### ACTIVITY
In the records, find each line where "ground" occurs, and copy it.
*** EXERCISE INPUTS ***
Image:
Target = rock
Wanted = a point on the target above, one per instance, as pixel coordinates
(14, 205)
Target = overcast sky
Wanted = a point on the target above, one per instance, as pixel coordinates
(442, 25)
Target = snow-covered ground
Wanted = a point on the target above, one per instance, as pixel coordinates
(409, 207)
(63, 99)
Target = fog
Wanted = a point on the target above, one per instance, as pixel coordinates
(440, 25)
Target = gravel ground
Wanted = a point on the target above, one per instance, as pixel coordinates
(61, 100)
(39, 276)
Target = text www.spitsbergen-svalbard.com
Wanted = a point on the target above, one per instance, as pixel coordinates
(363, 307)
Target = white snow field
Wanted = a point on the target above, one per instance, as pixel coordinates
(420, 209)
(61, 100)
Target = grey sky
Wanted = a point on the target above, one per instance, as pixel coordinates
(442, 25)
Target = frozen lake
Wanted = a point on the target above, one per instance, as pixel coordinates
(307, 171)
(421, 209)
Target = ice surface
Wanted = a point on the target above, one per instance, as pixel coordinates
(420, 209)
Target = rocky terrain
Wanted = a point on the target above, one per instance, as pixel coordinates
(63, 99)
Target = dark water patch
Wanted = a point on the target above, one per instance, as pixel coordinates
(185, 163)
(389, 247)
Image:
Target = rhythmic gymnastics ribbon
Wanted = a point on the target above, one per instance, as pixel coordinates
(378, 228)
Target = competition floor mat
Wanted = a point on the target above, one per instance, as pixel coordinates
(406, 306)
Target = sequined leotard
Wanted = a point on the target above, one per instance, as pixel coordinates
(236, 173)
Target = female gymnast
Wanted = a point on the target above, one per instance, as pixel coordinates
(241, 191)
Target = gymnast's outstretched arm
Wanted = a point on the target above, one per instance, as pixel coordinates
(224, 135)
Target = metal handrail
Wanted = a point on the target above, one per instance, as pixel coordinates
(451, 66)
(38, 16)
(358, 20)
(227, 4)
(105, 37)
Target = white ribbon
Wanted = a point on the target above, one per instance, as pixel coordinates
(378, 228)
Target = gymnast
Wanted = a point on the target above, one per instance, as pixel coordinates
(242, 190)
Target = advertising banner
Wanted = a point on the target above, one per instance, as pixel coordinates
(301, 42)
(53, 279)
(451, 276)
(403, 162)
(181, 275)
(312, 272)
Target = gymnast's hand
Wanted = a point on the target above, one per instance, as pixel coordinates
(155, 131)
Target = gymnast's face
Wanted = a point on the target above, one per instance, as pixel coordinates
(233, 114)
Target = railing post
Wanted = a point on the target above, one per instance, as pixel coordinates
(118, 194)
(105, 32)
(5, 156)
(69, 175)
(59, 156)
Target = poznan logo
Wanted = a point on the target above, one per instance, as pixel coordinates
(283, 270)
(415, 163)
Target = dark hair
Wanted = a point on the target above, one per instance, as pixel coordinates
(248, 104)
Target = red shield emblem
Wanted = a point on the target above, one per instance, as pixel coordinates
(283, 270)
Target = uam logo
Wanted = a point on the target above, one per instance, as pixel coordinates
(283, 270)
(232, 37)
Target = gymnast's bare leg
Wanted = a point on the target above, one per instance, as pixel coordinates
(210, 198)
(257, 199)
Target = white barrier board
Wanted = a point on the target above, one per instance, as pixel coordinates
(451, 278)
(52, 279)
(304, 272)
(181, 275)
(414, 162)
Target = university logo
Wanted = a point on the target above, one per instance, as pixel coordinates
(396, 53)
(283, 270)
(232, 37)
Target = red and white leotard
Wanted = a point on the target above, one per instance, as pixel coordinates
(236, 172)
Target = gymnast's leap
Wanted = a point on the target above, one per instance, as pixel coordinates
***
### YOUR SOLUTION
Target = snow-covered ground
Target = gravel ground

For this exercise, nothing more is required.